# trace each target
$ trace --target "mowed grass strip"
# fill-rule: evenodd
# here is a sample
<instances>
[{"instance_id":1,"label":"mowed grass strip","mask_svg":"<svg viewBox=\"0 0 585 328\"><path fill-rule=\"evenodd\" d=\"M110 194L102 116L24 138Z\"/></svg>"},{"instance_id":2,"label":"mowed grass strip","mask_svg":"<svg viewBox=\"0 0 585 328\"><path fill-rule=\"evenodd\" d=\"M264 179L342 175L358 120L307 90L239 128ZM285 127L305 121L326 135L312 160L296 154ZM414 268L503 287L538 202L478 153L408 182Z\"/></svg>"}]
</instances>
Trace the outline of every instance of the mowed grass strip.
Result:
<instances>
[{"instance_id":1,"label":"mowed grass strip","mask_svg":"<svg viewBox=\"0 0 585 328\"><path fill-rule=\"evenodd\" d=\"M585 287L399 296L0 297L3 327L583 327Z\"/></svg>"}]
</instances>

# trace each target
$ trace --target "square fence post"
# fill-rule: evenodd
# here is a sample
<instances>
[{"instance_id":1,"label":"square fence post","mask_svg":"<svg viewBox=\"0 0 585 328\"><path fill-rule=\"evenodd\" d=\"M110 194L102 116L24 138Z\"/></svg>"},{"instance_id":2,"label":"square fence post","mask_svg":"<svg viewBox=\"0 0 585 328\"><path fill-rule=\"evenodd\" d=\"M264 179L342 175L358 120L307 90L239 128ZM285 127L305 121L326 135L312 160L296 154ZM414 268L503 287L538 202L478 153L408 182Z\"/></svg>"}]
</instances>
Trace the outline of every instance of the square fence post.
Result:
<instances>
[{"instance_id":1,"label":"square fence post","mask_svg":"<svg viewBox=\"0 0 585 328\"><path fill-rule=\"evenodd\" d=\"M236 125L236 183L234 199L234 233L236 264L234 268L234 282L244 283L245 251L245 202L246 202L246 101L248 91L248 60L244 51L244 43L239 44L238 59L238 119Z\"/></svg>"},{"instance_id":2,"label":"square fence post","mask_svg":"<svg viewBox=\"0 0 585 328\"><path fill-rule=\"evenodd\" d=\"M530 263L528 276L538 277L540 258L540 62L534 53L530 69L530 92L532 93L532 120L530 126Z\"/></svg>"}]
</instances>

----

* TASK TO CARRY OUT:
Return every line of the data above verbatim, with no changes.

* WRITTEN RESPONSE:
# trace each target
$ trace --target "mowed grass strip"
# fill-rule: evenodd
# here is a sample
<instances>
[{"instance_id":1,"label":"mowed grass strip","mask_svg":"<svg viewBox=\"0 0 585 328\"><path fill-rule=\"evenodd\" d=\"M110 194L102 116L24 138Z\"/></svg>"},{"instance_id":2,"label":"mowed grass strip","mask_svg":"<svg viewBox=\"0 0 585 328\"><path fill-rule=\"evenodd\" d=\"M264 179L342 175L358 120L307 90L239 128ZM285 127L305 121L326 135L312 160L296 154ZM414 268L503 287L538 202L478 153L408 182Z\"/></svg>"}]
</instances>
Trace the outline of every instance of the mowed grass strip.
Result:
<instances>
[{"instance_id":1,"label":"mowed grass strip","mask_svg":"<svg viewBox=\"0 0 585 328\"><path fill-rule=\"evenodd\" d=\"M585 287L399 296L0 297L3 327L583 327Z\"/></svg>"}]
</instances>

# trace each target
$ trace --target "square fence post"
# fill-rule: evenodd
# here is a sample
<instances>
[{"instance_id":1,"label":"square fence post","mask_svg":"<svg viewBox=\"0 0 585 328\"><path fill-rule=\"evenodd\" d=\"M110 194L102 116L24 138Z\"/></svg>"},{"instance_id":2,"label":"square fence post","mask_svg":"<svg viewBox=\"0 0 585 328\"><path fill-rule=\"evenodd\" d=\"M264 179L342 175L358 120L307 90L239 128ZM285 127L305 121L326 135L312 160L296 154ZM414 268L503 287L538 202L478 153L408 182Z\"/></svg>"}]
</instances>
Trace the outline of every instance of the square fence post.
Result:
<instances>
[{"instance_id":1,"label":"square fence post","mask_svg":"<svg viewBox=\"0 0 585 328\"><path fill-rule=\"evenodd\" d=\"M236 125L236 183L234 199L234 233L236 264L234 268L234 282L244 283L245 251L245 202L246 202L246 101L248 91L248 60L244 51L244 43L239 44L238 59L238 119Z\"/></svg>"},{"instance_id":2,"label":"square fence post","mask_svg":"<svg viewBox=\"0 0 585 328\"><path fill-rule=\"evenodd\" d=\"M530 263L528 276L538 277L540 258L540 62L534 53L530 69L530 92L532 93L532 120L530 126Z\"/></svg>"}]
</instances>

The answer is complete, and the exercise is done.